* **Written instruction**
Extract every entry word for word.

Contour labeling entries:
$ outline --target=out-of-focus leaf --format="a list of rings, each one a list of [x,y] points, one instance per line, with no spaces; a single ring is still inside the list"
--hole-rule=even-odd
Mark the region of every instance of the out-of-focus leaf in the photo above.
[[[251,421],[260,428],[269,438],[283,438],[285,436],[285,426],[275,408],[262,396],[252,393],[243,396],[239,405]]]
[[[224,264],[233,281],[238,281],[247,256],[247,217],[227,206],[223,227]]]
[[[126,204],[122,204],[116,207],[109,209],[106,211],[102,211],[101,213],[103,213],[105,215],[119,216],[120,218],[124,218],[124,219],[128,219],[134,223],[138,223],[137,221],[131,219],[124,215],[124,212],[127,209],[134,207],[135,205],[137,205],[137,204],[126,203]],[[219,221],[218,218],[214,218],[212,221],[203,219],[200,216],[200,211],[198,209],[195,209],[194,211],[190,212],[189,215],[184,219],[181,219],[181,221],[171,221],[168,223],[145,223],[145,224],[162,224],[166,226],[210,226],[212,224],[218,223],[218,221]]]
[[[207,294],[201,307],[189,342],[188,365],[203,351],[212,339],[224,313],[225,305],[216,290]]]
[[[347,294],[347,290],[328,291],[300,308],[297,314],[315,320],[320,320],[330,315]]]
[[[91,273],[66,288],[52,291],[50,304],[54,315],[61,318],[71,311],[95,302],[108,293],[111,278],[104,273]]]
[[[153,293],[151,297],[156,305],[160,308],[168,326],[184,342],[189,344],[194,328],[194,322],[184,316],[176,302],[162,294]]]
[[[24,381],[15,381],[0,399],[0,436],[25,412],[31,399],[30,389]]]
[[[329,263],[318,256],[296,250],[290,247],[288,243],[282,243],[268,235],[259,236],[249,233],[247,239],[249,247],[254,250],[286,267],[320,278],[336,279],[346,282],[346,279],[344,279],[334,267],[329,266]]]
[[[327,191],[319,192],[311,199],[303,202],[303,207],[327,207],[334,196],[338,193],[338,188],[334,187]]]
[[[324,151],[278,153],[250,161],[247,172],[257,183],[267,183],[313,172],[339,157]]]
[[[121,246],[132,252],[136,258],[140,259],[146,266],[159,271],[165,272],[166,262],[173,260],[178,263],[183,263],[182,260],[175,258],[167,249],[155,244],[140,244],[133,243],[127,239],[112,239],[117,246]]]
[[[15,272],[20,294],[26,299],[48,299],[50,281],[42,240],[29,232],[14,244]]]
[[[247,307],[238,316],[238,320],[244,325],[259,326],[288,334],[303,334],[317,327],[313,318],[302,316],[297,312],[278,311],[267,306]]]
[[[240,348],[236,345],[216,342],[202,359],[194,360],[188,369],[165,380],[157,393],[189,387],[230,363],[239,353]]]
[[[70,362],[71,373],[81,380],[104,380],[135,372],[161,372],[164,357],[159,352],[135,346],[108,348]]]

* **Completed task**
$ outline --target=out-of-focus leaf --format="a list of rings, each one a list of [x,y] points, one instance per line, with no spaces; a single ring is still inside the list"
--hole-rule=even-odd
Mark the region of every instance of the out-of-focus leaf in the photo above.
[[[251,421],[260,428],[269,438],[283,438],[285,436],[285,426],[275,408],[262,396],[252,393],[243,396],[239,405]]]
[[[224,264],[233,281],[238,281],[247,256],[247,217],[227,206],[223,227]]]
[[[126,204],[122,204],[116,207],[109,209],[106,211],[102,211],[101,213],[103,213],[105,215],[119,216],[120,218],[124,218],[124,219],[128,219],[134,223],[138,223],[137,221],[131,219],[124,215],[124,212],[127,209],[134,207],[135,205],[137,205],[137,204],[126,203]],[[219,221],[218,218],[214,218],[212,221],[203,219],[200,216],[200,211],[198,209],[195,209],[194,211],[190,212],[189,215],[184,219],[181,219],[181,221],[171,221],[168,223],[145,223],[145,224],[162,224],[166,226],[210,226],[212,224],[218,223],[218,221]]]
[[[207,294],[201,307],[189,342],[188,365],[203,351],[212,339],[224,313],[225,305],[216,290]]]
[[[347,294],[347,290],[328,291],[300,308],[297,314],[315,320],[320,320],[330,315]]]
[[[91,273],[66,288],[52,291],[50,304],[54,315],[61,318],[71,311],[95,302],[108,293],[111,278],[104,273]]]
[[[153,293],[151,297],[156,305],[160,308],[168,326],[184,342],[189,344],[194,328],[194,322],[184,316],[176,302],[162,294]]]
[[[24,381],[15,381],[0,399],[0,436],[25,412],[31,399],[30,389]]]
[[[329,263],[318,256],[296,250],[290,247],[288,243],[282,243],[268,235],[259,236],[249,233],[247,239],[249,247],[254,250],[286,267],[320,278],[336,279],[346,282],[346,279],[344,279],[334,267],[329,266]]]
[[[327,191],[319,192],[311,199],[303,202],[303,207],[327,207],[334,196],[338,193],[338,188],[334,187]]]
[[[324,151],[278,153],[250,161],[247,172],[257,183],[267,183],[313,172],[339,157]]]
[[[121,246],[132,252],[136,258],[140,259],[146,266],[159,271],[165,272],[166,262],[173,260],[178,263],[183,263],[182,260],[175,258],[167,249],[155,244],[140,244],[133,243],[127,239],[112,239],[117,246]]]
[[[15,272],[20,294],[26,299],[48,299],[50,281],[42,240],[29,232],[14,244]]]
[[[247,307],[238,316],[238,320],[244,325],[259,326],[288,334],[303,334],[317,327],[313,318],[302,316],[297,312],[278,311],[267,306]]]
[[[240,348],[236,345],[216,342],[202,359],[194,360],[188,369],[165,380],[157,393],[189,387],[230,363],[239,353]]]
[[[70,362],[71,373],[81,380],[104,380],[135,372],[161,372],[164,357],[159,352],[135,346],[108,348]]]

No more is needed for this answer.